EXERCISE DIRECTIONS:
Continue the highlights from the Obamas' Parade interview below, starting after their last sentence.

##### SOURCE PASSAGE #####

The Stanly News and Press (Albemarle, NC)

August 29, 2012

HIGHLIGHTS: PRESIDENT BARACK AND MICHELLE OBAMA INTERVIEW IN PARADE MAGAZINE

By Charles Curcio, Sports Editor
SNAP

Wednesday, August 29, 2012 — The president on whether there will be a difference in how he

approaches Republicans if reelected:



PRESIDENT OBAMA: My approach has been pretty consistent from the

start; I’ve often proposed ways to solve our problems that used to be

embraced by Republicans. There’s no better example than the health care

bill, which was designed originally by the now Republican

standard-bearer and is working pretty well in Massachusetts. The

Recovery Act that helped us avoid a depression, a third of it was tax

cuts. My hope is that the Republican Party, post election, steps back

and says, “Now that we’re not so worried about beating the president,

maybe we should spend a little time focusing on solving the problems.



President Obama reacts to Mitt Romney’s remarks about the way Obama is

making our country “far more like Europe, with a larger, more dominant,

more intrusive government. …”



PO: When you look at the policies I’ve promoted, they used to be

considered bipartisan, mainstream ideas. What’s changed is not me.

What’s changed is where the Republican Party’s gone. In fact, a lot of

the things I’ve done are things that Mr. Romney, when he was governor of

Massachusetts, seemed to promote. … What’s absolutely true is that we’ve

had to take some emergency steps, like saving the auto industry, that

weren’t free, that weren’t popular, but were the right thing to do.



On how being black affected President Obama’s ability to govern:



PO: By virtue of being African-American, I’m attuned to how

throughout this country’s history there have been times when folks have

been locked out of opportunity, and because of the hard work of people

of all races, slowly those doors opened to more and more people. Equal

opportunity doesn’t just happen on its own; it happens because we’re

vigilant about it. But part of this is not just because we’re

African-American—it’s also because Michelle and I were born into pretty

modest means. … And as president, I want to affirm that that’s important

and reject the idea that if we just reward those at the top, that

somehow that’s going to work for everybody—’cause that hasn’t been how

America got built.

##### SUPPLIED INFORMATION #####

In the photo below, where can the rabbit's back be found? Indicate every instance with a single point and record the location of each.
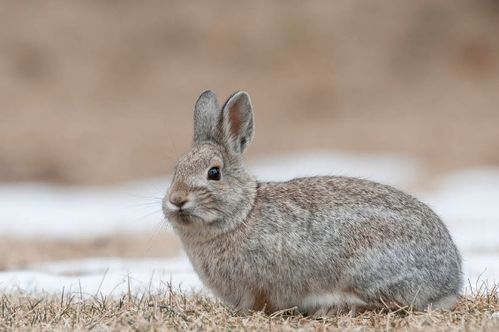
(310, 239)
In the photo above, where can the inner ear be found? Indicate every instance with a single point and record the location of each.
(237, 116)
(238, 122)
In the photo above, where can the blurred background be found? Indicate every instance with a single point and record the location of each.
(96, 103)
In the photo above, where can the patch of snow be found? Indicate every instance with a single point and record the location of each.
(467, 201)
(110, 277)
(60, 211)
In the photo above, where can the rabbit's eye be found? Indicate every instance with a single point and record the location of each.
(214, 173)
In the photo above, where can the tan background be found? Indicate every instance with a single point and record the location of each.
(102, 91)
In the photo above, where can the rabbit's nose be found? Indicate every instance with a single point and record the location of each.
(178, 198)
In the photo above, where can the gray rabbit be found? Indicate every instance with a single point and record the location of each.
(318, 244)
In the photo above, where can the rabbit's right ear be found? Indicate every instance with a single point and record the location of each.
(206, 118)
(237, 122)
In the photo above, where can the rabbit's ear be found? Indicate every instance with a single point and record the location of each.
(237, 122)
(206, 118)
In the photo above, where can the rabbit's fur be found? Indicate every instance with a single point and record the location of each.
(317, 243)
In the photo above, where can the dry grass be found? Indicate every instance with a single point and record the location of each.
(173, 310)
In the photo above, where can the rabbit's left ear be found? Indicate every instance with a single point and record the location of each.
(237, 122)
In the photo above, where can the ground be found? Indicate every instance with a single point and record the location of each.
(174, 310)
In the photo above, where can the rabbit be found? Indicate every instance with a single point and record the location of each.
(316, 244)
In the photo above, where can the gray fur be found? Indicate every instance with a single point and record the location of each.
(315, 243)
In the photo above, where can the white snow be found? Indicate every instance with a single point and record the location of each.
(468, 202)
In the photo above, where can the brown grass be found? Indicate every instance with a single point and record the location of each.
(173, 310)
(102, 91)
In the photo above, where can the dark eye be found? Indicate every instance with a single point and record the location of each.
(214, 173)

#####

ANSWER:
Mrs. Obama on the conversation about the “superwoman.” Can women have

it all?



MICHELLE OBAMA: I think that question limits us as women. I work with

a lot of young women—we have interns coming in and out, and this is

always one of the first questions they ask—and the thing I try to remind

them is that we have fought so hard for choice and options with our

lives, and we’re just getting to that point where we’re willing to

embrace all the different facets of womanhood. I know that when I came

out of college, what I wanted and what I thought I wanted were very

different things. Then I get married and have a career and, lo and

behold, now I’ve got kids. And how you feel about motherhood when your

children are small and when they’re teenagers, that’s going to change.



The Obamas on their “empty nest” after their daughters went to camp

this summer:



MO: What he said this morning is that life is less sparkly and

twinkly with them not around.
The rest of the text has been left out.